• [WHAT TO WORK ON]
1. Say whether each statement agrees with the text on sounding boards, answering yes or no and quoting the deciding words. (a) Most people are suitable to be a sounding board. (b) The essence of a sounding board is the echo. (c) Someone who is there in body but not in mind still counts as a sounding board.
2. Swap "echo" for "reflection" in the text on sounding boards, starting with "Some things, like" and going on through "had an opinion.".

• [SOURCE DOCUMENT]
Do you have a friend you can discuss things with?

Occasionally I am struck with the sense that I have no one to talk to.

Some things, like should I do this, should I say yes or no, would be great for me to talk through.

Choice is: selecting freely, after consideration. Choice is when it is not your reasons that choose but you, yourself. But often it is not easy to choose… and a conversation helps.

Choice is selecting freely, after consideration…

That consideration is a conversation. Either with yourself, or with someone who is willing to be a sounding board.
Most people are not suitable to be a sounding board.
They either think that their ‘job’ is to fix your problems, or they want to sound smart, or they want to use you to talk about their stuff, or they are just… simply… not interested. Mostly in anything.

Also, if they are there in body but not in mind, they are not a sounding board.
The essence of a sounding board is the echo.

When the echo is distorted, the person had an opinion.
When there is no echo, the person wasn’t listening, they are off in their own thoughts.

• [DATASET ROWS]
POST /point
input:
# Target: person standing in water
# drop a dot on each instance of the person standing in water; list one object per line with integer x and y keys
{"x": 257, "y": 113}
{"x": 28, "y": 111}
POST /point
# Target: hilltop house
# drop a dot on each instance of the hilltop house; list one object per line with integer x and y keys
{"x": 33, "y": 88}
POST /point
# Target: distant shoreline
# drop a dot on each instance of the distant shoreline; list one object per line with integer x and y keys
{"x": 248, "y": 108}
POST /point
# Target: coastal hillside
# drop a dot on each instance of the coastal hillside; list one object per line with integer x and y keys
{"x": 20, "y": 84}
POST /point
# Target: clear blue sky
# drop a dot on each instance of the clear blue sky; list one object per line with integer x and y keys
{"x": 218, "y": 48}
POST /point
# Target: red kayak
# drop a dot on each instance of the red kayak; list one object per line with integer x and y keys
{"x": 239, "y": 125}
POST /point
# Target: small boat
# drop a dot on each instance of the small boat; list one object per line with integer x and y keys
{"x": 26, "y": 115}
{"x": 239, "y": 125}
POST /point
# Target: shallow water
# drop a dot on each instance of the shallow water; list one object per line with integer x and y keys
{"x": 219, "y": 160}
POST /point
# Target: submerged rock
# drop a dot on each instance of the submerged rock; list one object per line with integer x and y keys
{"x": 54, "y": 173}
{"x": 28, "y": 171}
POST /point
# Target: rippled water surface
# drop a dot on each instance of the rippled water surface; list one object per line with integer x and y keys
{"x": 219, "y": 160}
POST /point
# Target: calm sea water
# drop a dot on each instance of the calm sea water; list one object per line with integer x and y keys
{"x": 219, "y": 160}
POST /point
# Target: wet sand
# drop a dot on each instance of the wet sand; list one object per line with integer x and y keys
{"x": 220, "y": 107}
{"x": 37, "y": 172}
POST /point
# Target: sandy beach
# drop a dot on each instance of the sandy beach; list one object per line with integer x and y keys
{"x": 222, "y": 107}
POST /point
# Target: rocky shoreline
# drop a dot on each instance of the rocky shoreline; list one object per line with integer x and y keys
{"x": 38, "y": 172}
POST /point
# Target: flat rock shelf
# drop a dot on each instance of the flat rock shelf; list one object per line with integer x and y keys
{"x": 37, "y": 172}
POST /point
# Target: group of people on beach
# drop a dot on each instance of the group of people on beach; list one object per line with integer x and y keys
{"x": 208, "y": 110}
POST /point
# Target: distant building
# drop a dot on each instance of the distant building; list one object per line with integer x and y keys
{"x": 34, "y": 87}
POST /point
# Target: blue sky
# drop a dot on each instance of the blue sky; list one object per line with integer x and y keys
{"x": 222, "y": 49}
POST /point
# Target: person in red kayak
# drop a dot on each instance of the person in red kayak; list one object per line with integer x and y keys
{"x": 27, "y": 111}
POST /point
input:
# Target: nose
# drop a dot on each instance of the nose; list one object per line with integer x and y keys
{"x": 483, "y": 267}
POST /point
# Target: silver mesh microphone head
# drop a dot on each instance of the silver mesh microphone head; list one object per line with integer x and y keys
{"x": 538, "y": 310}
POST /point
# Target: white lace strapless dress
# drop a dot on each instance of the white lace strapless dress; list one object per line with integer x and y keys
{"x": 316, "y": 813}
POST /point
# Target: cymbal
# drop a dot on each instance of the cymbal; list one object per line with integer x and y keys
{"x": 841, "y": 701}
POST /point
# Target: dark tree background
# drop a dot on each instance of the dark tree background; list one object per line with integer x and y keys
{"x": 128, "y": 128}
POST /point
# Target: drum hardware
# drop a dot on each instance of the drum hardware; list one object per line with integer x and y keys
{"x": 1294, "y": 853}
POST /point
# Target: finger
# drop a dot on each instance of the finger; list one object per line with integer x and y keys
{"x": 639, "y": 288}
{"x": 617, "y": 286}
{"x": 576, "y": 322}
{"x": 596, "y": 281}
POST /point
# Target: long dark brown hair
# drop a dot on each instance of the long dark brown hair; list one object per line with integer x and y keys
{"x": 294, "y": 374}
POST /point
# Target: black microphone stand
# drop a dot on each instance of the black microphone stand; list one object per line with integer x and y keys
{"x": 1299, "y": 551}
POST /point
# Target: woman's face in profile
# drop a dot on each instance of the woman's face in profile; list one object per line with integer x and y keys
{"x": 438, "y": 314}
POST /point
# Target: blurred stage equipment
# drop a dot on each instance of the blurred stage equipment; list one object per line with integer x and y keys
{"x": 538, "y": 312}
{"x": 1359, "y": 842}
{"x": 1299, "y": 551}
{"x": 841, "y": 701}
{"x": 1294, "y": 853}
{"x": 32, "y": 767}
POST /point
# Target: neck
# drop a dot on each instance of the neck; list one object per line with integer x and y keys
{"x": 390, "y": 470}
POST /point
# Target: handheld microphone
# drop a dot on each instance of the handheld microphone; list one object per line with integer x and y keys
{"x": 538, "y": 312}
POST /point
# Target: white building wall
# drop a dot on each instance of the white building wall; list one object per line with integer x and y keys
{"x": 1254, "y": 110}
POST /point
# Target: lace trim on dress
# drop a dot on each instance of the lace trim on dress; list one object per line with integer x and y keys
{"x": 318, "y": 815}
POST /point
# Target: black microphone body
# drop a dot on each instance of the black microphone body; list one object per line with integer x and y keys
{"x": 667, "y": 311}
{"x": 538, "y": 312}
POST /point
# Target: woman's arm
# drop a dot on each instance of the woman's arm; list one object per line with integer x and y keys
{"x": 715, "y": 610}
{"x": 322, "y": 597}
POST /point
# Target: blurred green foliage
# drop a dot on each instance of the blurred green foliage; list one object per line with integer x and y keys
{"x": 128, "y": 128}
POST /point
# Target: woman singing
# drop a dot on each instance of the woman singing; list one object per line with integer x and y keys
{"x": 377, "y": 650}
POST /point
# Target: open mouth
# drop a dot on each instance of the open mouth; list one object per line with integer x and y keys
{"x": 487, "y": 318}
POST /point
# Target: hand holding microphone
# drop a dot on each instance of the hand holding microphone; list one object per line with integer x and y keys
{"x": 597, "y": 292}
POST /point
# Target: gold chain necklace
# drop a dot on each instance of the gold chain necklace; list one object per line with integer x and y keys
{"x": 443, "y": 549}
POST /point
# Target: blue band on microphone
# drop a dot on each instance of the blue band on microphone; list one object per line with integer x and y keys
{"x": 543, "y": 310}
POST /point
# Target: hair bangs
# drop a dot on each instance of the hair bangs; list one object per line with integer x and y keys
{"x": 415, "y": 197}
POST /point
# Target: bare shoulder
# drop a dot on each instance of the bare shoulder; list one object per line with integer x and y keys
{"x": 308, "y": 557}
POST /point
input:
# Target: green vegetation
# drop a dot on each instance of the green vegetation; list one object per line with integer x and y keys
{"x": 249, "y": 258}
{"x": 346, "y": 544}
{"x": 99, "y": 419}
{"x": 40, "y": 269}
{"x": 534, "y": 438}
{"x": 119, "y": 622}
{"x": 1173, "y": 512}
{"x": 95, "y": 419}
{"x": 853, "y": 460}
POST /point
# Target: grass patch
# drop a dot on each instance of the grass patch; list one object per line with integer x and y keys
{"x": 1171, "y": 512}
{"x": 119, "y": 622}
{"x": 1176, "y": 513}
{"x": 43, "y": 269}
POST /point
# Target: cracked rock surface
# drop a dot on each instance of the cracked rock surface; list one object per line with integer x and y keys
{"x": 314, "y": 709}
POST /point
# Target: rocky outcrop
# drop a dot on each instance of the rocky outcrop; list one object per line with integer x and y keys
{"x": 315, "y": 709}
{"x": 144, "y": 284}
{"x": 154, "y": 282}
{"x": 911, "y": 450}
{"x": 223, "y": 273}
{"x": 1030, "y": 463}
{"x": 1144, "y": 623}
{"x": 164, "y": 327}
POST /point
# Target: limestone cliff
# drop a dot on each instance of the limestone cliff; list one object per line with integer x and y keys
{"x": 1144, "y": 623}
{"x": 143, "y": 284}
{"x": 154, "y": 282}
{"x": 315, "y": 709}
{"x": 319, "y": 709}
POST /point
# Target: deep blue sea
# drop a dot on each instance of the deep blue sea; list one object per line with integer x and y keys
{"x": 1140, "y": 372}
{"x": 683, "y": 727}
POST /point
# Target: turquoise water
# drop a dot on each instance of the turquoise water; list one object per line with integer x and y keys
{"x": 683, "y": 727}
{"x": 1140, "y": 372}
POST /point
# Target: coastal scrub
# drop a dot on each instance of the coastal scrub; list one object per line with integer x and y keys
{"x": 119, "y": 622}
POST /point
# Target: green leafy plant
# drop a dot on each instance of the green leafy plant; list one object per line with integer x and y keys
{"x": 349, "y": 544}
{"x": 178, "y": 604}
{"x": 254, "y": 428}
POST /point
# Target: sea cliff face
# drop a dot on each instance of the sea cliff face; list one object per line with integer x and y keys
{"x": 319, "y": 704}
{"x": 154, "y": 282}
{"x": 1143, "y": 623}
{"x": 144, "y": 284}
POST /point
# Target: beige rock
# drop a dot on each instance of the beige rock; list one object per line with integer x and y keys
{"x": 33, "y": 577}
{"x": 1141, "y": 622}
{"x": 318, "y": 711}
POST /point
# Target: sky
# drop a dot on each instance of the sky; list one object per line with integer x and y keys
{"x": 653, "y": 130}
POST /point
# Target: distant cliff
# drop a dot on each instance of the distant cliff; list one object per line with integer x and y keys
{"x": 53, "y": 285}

• [RESPONSES PER TASK]
1.
(a) No: "Most people are not suitable to be a sounding board."
(b) Yes: "The essence of a sounding board is the echo."
(c) No: "Also, if they are there in body but not in mind, they are not a sounding board."

2.
Some things, like should I do this, should I say yes or no, would be great for me to talk through.

Choice is: selecting freely, after consideration. Choice is when it is not your reasons that choose but you, yourself. But often it is not easy to choose… and a conversation helps.

Choice is selecting freely, after consideration…

That consideration is a conversation. Either with yourself, or with someone who is willing to be a sounding board.
Most people are not suitable to be a sounding board.
They either think that their ‘job’ is to fix your problems, or they want to sound smart, or they want to use you to talk about their stuff, or they are just… simply… not interested. Mostly in anything.

Also, if they are there in body but not in mind, they are not a sounding board.
The essence of a sounding board is the reflection.

When the reflection is distorted, the person had an opinion.